> _TASKS_:
a. Write out the passage on Philippine politics word for word, starting at "Historians such as" and ending at "the main ones.".
b. In the passage on Philippine politics, what is the standard joking answer to the question of whether the Philippine press is free?
c. Continue the passage on Philippine politics with new text that follows its final sentence.

---------- SELECTED EXCERPT

Historians such as Marcelino Foronda or Norman Owen have documented the autonomy of local affairs in the Philippines more carefully than most other social scientists have done, although some political scientists and activists such as Resil Mojares and Joel Rocamora have also stressed the importance of place in Philippine affairs. They have tried to tell the stories of actors whose “stage was municipal or provincial, far from the national spotlight that focused on Rizal and Quezon.”7 Not just in a country of islands, local stories may be the main ones.
Lessons for democracies
The Philippines is procedurally democratic. Freedom of expression and other liberal norms are constitutionally enshrined, and they are often exercised. As in other democracies, the norm of liberty in stable eras tends to favor people who have wealth. For example, some journalists have asked, “Is the Philippine press free?” The standard joking answer is, “Yes, but it is not cheap.”8 Politicians there sometimes pay high prices for positive news coverage. Political and social NGOs flourish, as do chambers of commerce, and other “civil societies.” Such organizations are important for governance anywhere, but their modal traits affect its democratic quality.9 As Hutchcroft and Rocamora write, “No country in Asia has more experience with democratic institutions than the Philippines.”10 Yet the combination of voting and freedom for many decades did not generally serve the islands’ people as much as they (and foreigners) expected.

--------------------
---------- DATA

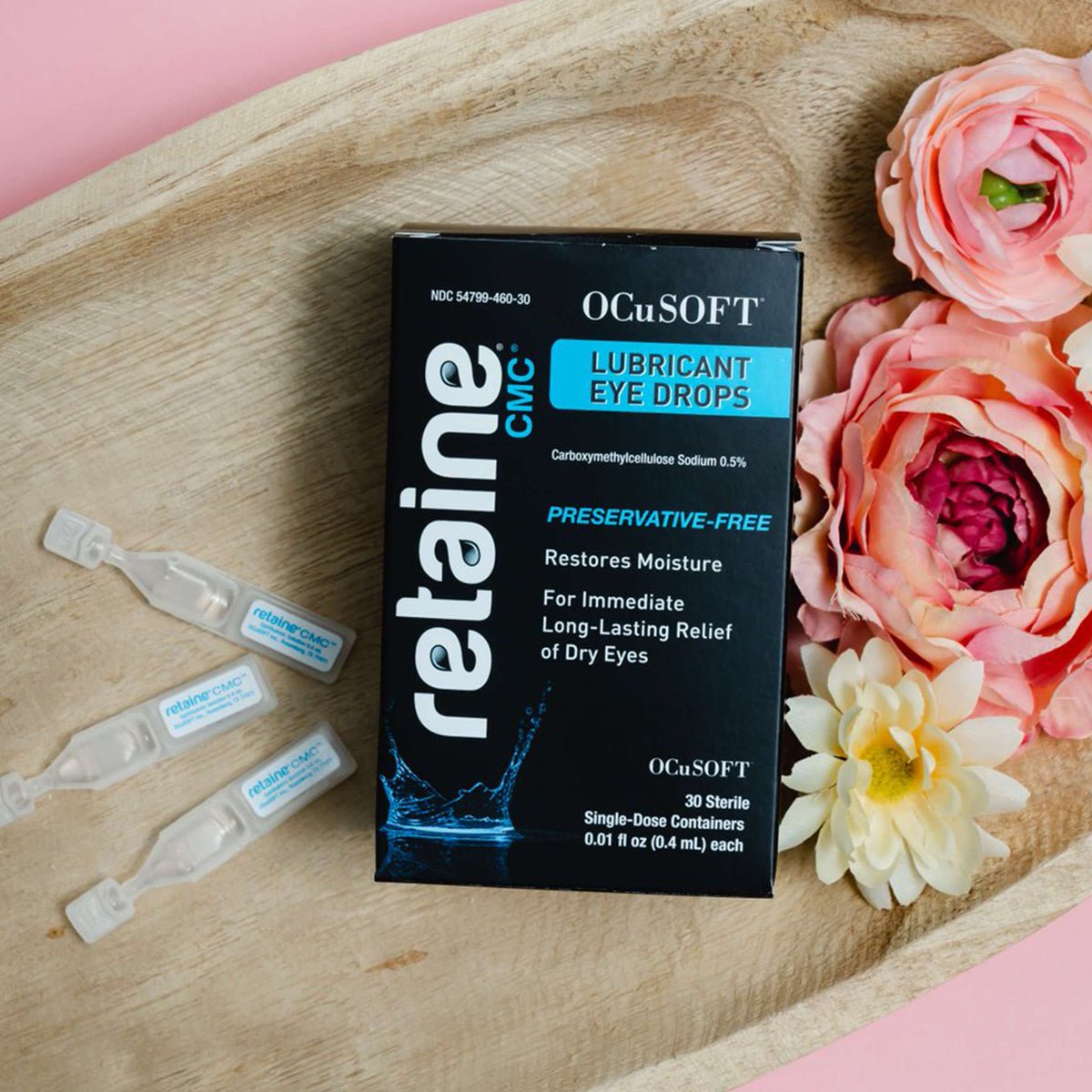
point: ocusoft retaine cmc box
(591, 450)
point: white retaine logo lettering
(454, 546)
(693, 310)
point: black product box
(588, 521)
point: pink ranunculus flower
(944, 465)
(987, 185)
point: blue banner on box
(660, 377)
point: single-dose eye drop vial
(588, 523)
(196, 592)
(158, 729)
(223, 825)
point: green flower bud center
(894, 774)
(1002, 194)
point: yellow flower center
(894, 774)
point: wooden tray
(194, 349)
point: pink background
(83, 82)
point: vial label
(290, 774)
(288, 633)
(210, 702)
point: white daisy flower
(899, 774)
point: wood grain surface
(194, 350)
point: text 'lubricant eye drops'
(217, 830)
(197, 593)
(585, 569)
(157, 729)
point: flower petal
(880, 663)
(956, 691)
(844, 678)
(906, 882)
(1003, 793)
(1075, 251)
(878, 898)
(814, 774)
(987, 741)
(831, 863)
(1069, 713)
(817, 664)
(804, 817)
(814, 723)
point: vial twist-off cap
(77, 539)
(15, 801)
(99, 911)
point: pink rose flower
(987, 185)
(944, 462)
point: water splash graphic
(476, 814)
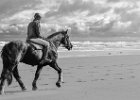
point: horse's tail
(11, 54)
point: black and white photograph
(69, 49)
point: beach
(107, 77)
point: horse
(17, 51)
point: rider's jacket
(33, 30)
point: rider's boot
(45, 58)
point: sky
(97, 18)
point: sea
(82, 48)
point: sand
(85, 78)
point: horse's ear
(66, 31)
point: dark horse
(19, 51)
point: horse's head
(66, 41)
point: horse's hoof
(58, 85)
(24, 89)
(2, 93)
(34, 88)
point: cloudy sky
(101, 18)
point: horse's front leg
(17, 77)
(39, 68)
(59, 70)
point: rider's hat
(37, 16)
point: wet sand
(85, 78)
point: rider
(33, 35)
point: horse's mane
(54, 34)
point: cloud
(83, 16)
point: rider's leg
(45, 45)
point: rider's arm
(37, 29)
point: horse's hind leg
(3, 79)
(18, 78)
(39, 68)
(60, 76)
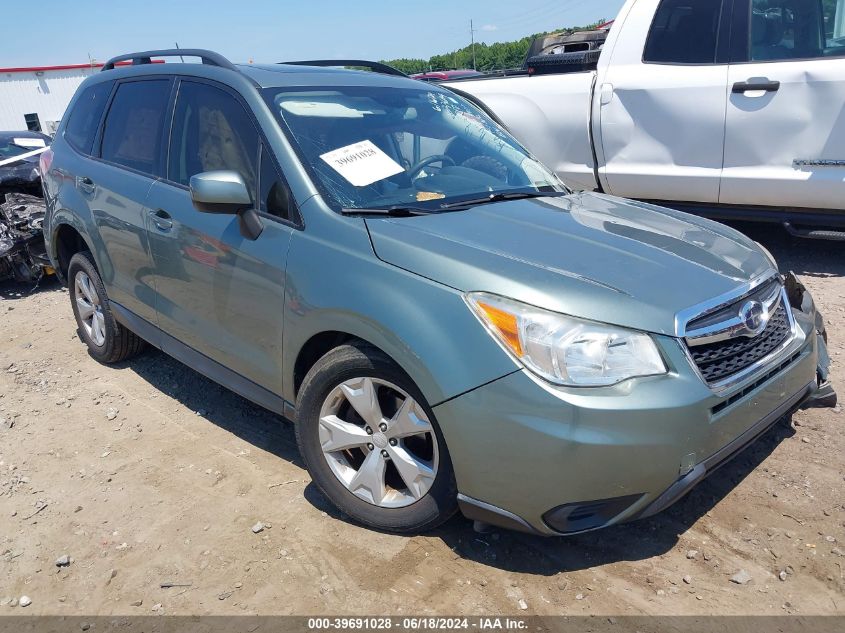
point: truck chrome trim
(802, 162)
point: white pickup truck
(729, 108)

--------------------

> _OUTPUTS_:
a.
Historians such as Marcelino Foronda or Norman Owen have documented the autonomy of local affairs in the Philippines more carefully than most other social scientists have done, although some political scientists and activists such as Resil Mojares and Joel Rocamora have also stressed the importance of place in Philippine affairs. They have tried to tell the stories of actors whose “stage was municipal or provincial, far from the national spotlight that focused on Rizal and Quezon.”7 Not just in a country of islands, local stories may be the main ones.

b. "Yes, but it is not cheap."

c.
Elections in the archipelago are occasions for fiestas, like those on village saints’ days. Voter turnouts are much higher in the Philippines than in most democracies. Local races are often closely fought. Professionals—news anchors, movie stars, boxers, basketball players—join Congress along with representatives of famous political families (who now mostly have professional vocations too, often in law). Diverse Philippine elites do not all agree with each other on policies, of course; but a degree of formal courtesy can be documented among families of leaders who in the past have literally murdered each other. By contrast, surveys show a relative lack of trust among low-income Filipinos, rural farmers, and those who have scant education.11
Especially in a few regions, such as Bulacan or Pampanga, there have also been decades-old nonstate traditions of civil society movements for fair voting, for social justice, and sometimes against patronism. These have produced slow results. It is possible to explore why patron–client relations often dominate Philippine politics—and why such networks are sometimes less salient. Ideals of “people power” have occasionally become important, even though most of the people, when surveyed, believe they lack much national power. Later chapters will explain factors that catalyze the choices of Philippine elites, local or central, to be reformist or traditional.
Some foreign writers have suggested that Philippine political culture is irrevocably stagnant. James Fallows controversially speculated long ago that a lack of substantive results for most citizens in this democratic polity arises from some defect of Philippine nationalism:12
When a country with extreme geographic, tribal, and social-class differences, like the Philippines, has only a weak offsetting sense of national unity, its public life does become the war of every man against every man…. Filipinos pride themselves on their lifelong loyalty to family, schoolmates, compadres, members of the same tribe, residents of the same barangay … total devotion to those within the circle, total war on those outside.
Fallows is wrong about weak national identity in the Philippines, even if he is right about strong identification with smaller groups. He overstates “tribal” (as distinguished from local) tensions, and he implies that differences of wealth will readily be articulated in politics. His report of “total war” is wildly exaggerated. All politics involve conflict, not just in this country. Yet many Filipinos are also distressed by the extent of sociopolitical violence, and they seek ways to reduce it.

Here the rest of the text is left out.